*Reading text*:
Virginia Criminal Defense Attorney
Despite what you may think based on television or movies, your initial arrest is only the beginning of your interaction with the judicial system. As a result, it is important that you know what to expect at each step and what mistakes to avoid at all costs. To learn more or discuss building a defense, call and schedule a consultation with a Virginia criminal defense attorney today.
When you are arrested for an offense in Virginia, there are many different things that can happen, but most likely, you will be put in handcuffs immediately and you will be brought before a magistrate, usually in a police vehicle. The magistrate will then hear the charges against you from the police officer and issue a warrant against you.
Then, you’ll be brought over to the sheriff’s office for booking or to the detention center in your county. Throughout the booking process, you’ll have to answer a series of questions. You will be asked about what you do, if you’re taking any medication; you’ll be asked your name and address and they will eventually fingerprint you and take your picture and process you through. After this process, a bond determination will be made, either remotely through a video screen from the magistrate or you’ll be taken back to that same magistrate.

*Activity*: Pick up the text on what happens after an arrest in Virginia right after its last sentence, about the bond determination, and write the next part. The records that come next are from a separate source and are not part of the text on the arrest process in Virginia.

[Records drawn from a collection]
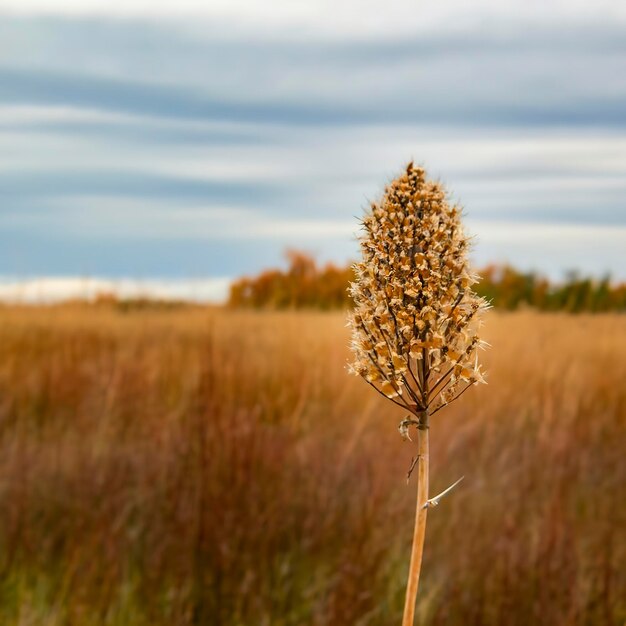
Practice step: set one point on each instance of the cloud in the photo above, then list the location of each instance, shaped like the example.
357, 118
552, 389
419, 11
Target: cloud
46, 290
150, 146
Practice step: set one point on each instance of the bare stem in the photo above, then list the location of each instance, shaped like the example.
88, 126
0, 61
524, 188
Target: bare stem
420, 528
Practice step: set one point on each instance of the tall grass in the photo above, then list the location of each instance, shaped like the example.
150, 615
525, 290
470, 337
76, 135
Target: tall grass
209, 467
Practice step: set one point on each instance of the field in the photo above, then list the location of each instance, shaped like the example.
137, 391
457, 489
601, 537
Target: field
198, 466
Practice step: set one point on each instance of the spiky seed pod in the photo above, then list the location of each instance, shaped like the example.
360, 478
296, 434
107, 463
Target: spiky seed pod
416, 319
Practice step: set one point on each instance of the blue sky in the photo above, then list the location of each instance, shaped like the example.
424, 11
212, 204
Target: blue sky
187, 140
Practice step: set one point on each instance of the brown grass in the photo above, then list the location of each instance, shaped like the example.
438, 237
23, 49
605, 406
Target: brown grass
220, 468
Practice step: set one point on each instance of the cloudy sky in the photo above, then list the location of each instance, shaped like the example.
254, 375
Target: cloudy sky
192, 140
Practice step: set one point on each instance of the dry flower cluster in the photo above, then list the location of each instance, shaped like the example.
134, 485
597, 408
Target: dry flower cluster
416, 318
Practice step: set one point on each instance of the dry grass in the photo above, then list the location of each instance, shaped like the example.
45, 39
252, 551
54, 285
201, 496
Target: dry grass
208, 467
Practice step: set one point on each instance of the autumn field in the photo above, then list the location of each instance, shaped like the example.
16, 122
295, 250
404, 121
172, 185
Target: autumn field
205, 466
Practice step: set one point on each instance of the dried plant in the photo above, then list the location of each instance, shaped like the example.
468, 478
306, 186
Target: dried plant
416, 319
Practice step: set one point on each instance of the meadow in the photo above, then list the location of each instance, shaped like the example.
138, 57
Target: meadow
215, 467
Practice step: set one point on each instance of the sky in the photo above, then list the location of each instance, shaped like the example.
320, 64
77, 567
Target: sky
182, 144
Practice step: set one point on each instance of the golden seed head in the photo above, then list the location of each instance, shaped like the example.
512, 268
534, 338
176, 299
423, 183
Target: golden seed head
415, 321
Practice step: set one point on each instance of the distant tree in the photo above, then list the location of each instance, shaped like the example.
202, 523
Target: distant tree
305, 284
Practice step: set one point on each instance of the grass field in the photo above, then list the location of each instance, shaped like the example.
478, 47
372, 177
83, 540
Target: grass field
199, 466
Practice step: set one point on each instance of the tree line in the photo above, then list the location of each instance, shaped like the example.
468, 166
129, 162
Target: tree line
306, 284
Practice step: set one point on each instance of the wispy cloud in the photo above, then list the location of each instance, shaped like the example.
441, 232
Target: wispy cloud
151, 145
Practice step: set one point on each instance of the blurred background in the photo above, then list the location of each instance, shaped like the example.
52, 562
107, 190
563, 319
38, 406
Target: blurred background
166, 461
172, 147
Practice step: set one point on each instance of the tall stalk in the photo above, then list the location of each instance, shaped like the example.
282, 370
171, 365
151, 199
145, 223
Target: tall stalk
419, 532
415, 320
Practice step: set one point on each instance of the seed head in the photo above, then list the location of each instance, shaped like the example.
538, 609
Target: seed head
415, 321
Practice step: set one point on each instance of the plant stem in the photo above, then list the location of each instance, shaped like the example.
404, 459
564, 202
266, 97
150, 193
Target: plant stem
420, 528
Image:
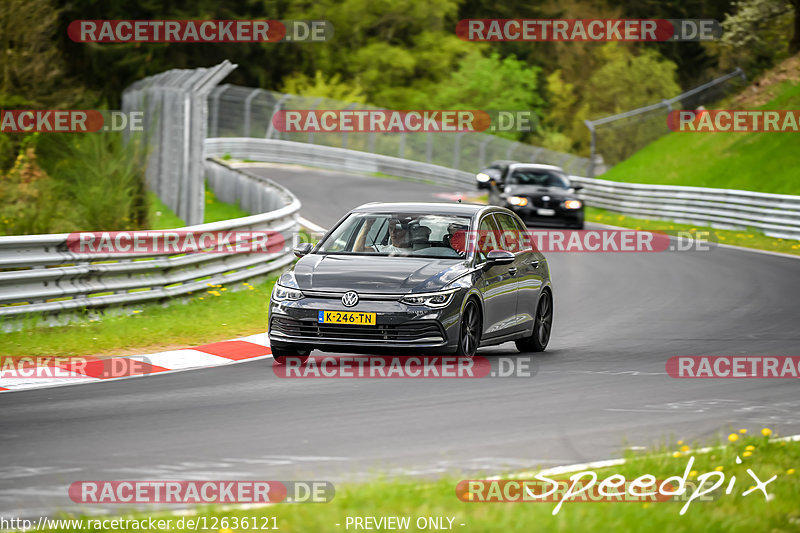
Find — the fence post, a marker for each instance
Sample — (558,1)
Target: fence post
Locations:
(215,109)
(247,102)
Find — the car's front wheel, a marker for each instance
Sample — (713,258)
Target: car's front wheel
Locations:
(469,335)
(280,354)
(542,326)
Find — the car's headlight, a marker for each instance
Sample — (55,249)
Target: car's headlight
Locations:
(430,299)
(281,293)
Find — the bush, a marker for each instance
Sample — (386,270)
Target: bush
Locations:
(101,176)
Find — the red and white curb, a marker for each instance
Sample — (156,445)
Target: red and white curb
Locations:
(96,370)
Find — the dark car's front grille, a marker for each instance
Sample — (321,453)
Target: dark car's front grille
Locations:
(536,201)
(425,331)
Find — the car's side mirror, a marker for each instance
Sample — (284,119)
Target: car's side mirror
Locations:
(499,257)
(302,249)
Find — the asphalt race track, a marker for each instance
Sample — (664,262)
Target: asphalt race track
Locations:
(600,386)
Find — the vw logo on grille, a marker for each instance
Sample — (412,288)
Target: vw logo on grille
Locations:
(350,298)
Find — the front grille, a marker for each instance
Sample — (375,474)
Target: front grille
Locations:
(421,331)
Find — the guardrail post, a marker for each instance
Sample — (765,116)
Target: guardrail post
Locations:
(482,150)
(429,147)
(592,130)
(311,131)
(401,151)
(275,109)
(457,151)
(511,150)
(344,133)
(247,102)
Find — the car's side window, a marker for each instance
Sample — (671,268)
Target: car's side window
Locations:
(486,241)
(510,236)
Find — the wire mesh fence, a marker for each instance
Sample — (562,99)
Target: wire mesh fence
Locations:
(617,137)
(236,111)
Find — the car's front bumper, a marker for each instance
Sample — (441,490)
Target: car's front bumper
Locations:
(561,217)
(295,324)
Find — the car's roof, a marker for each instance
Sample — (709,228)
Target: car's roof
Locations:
(503,162)
(536,166)
(434,208)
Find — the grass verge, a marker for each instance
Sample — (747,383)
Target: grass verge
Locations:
(763,162)
(750,238)
(719,512)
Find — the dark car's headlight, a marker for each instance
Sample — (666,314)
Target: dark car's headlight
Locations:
(430,299)
(281,293)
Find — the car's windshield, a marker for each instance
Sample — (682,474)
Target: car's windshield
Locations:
(542,178)
(384,234)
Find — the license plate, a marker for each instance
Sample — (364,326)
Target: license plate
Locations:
(354,318)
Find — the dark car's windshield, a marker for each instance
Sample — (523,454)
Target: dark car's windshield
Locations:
(412,234)
(541,178)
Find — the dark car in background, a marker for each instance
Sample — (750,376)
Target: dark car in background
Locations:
(391,276)
(541,195)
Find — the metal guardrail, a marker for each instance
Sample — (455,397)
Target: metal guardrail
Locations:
(38,273)
(622,134)
(775,214)
(175,106)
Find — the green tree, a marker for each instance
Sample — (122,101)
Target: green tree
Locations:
(760,33)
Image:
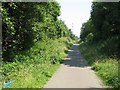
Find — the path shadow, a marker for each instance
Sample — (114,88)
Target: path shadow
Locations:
(74,59)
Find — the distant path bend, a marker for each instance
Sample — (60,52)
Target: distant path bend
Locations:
(74,73)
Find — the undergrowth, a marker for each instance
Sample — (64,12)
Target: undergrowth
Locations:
(33,68)
(106,67)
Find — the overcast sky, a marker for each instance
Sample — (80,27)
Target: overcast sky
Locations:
(74,13)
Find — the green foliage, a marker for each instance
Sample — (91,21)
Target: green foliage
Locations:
(105,67)
(34,42)
(25,23)
(104,27)
(32,69)
(108,70)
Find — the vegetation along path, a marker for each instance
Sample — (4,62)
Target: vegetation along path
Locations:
(74,73)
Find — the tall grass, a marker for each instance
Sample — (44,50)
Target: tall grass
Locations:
(34,67)
(105,67)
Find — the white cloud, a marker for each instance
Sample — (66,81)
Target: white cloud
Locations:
(76,12)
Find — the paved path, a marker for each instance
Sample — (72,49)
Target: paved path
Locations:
(74,73)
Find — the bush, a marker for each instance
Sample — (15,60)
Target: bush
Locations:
(106,67)
(32,68)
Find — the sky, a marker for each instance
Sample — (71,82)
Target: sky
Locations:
(74,13)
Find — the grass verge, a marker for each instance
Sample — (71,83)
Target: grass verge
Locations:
(33,68)
(105,67)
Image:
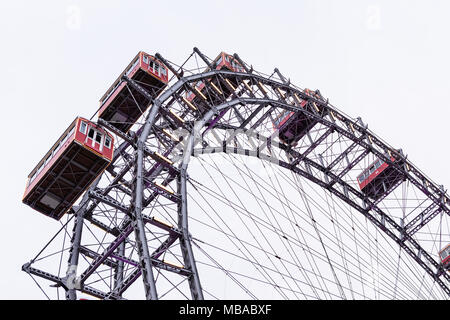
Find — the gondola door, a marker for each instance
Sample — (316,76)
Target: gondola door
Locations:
(94,139)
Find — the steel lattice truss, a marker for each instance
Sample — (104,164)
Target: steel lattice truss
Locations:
(131,227)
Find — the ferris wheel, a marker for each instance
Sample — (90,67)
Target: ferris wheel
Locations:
(211,180)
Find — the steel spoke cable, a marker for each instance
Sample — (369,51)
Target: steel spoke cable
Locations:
(249,252)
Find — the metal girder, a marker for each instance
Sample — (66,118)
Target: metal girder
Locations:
(135,219)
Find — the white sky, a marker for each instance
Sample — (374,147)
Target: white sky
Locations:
(386,61)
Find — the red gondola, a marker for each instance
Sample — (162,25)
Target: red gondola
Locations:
(379,177)
(292,125)
(78,157)
(444,255)
(122,105)
(222,61)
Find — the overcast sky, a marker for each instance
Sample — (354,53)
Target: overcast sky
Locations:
(385,61)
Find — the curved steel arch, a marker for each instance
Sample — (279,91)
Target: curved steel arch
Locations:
(262,97)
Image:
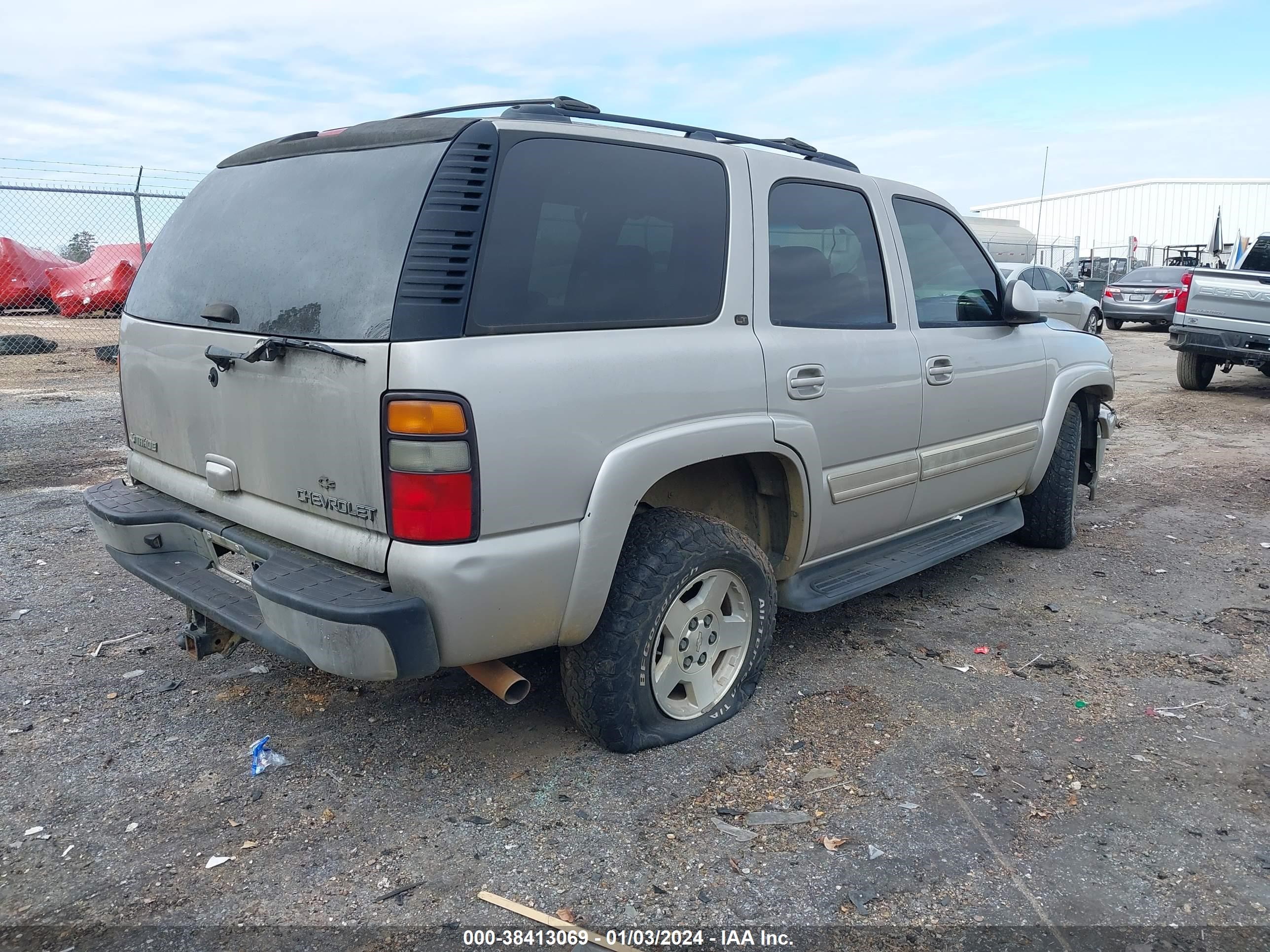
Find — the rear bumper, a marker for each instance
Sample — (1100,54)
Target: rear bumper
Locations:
(1161,312)
(333,616)
(1222,345)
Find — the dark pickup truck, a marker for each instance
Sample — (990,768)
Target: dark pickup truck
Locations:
(1223,319)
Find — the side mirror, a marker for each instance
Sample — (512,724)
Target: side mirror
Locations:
(1022,305)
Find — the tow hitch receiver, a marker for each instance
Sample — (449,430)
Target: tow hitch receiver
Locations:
(204,636)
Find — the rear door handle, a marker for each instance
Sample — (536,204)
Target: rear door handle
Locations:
(939,371)
(806,381)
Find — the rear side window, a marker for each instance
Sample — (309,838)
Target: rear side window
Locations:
(598,235)
(825,261)
(1055,281)
(953,280)
(309,247)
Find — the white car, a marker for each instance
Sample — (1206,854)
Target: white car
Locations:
(1057,296)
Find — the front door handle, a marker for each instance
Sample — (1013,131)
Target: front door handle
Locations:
(939,371)
(806,381)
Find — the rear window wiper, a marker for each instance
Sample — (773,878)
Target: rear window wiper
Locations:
(271,349)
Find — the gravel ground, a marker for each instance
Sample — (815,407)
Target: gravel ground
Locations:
(1121,780)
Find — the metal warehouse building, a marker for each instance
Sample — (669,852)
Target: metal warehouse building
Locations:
(1156,211)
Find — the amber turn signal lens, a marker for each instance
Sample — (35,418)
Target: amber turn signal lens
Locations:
(426,418)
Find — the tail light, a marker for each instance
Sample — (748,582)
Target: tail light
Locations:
(1184,295)
(429,469)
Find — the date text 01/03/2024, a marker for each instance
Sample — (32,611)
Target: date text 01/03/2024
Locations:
(624,937)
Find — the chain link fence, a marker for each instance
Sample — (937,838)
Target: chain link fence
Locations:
(71,239)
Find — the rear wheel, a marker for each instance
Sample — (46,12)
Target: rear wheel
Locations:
(1050,512)
(684,636)
(1194,371)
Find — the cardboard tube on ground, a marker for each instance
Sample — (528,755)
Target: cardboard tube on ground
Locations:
(502,681)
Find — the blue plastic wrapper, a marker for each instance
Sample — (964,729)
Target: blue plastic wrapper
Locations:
(263,757)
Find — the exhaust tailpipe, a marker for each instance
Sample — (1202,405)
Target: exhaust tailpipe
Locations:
(502,681)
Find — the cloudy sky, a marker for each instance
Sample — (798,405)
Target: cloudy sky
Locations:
(957,96)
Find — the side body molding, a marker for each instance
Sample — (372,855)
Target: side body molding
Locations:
(628,473)
(1067,384)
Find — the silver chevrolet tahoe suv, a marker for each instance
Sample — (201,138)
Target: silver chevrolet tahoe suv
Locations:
(439,390)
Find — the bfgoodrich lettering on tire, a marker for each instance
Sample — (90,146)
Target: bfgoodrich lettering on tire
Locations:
(684,636)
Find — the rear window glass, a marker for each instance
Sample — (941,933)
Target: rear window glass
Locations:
(1259,257)
(1154,276)
(598,235)
(307,248)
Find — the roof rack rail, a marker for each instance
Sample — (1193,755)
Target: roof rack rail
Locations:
(567,107)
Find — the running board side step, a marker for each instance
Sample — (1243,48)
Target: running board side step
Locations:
(858,573)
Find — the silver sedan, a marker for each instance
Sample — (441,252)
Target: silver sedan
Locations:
(1057,296)
(1147,295)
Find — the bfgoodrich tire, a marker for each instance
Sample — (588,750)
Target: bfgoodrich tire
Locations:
(1194,371)
(681,579)
(1050,512)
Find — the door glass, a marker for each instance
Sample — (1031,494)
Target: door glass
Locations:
(825,259)
(953,280)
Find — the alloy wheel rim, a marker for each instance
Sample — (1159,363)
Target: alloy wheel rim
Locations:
(702,643)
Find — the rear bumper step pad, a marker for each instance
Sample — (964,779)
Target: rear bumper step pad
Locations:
(300,605)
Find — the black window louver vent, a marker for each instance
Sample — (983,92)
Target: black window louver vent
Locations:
(436,276)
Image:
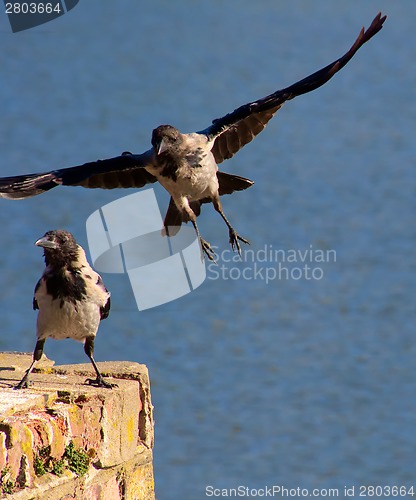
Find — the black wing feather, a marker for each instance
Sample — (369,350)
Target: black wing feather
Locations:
(236,129)
(123,171)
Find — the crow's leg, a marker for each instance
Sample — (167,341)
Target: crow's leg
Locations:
(89,351)
(205,246)
(234,237)
(37,354)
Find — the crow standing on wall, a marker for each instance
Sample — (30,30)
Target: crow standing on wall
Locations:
(71,298)
(186,164)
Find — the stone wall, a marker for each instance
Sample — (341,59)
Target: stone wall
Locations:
(63,439)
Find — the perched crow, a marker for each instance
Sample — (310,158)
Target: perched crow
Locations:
(186,164)
(71,298)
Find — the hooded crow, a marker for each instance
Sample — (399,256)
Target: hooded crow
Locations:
(186,164)
(71,298)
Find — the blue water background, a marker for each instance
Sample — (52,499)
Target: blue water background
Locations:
(299,382)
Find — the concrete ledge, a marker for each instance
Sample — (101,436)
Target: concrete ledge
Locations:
(115,428)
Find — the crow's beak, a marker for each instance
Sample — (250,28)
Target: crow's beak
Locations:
(161,147)
(45,243)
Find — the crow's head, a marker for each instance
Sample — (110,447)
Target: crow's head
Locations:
(165,139)
(60,247)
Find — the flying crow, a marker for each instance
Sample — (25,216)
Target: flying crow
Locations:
(186,164)
(71,298)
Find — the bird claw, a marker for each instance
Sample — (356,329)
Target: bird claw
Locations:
(23,384)
(235,245)
(100,382)
(207,250)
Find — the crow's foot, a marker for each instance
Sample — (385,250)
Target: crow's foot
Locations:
(207,249)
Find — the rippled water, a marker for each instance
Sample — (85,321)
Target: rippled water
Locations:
(301,382)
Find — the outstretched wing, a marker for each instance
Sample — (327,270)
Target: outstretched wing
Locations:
(125,171)
(236,129)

*Written reply*:
Depending on whether or not you are able to be released “on your own recognizance” (which is a promise to appear in court for your court date) or whether you’re released on bond, you’ll be given your court date by the magistrate and you’ll be told when to come back and where to come back. If you’re not released, then you will be given a chance to call your attorney and let them know that you would like them to file a bond motion on your behalf. You would want to do this to appear in front of the judge and have him or her reconsider the bond that the magistrate put on your case or give you bond if the magistrate, at the time, decided not to give you bond.
Miranda Rights refer to certain procedural safeguards that the Courts have put in place to protect your rights against self-incrimination, or giving evidence to police that they can use to convict you at trial.
A common misconception about Miranda Rights is that they always apply to interactions with the police. However, Miranda Rights don’t apply until after you are under arrest. An arrest can happen when the police put you in handcuffs and put you into their vehicle, when they tell you that you are under arrest, or even sometimes when you are just in a situation where you don’t feel free to leave. Miranda rights apply to any of these situations.
Miranda Rights have to be asserted. So, if you are speaking with police officers about your case and you choose to speak with them without your attorney present, you are considered to have “waived” those rights and anything you say will be able to be brought against you at court.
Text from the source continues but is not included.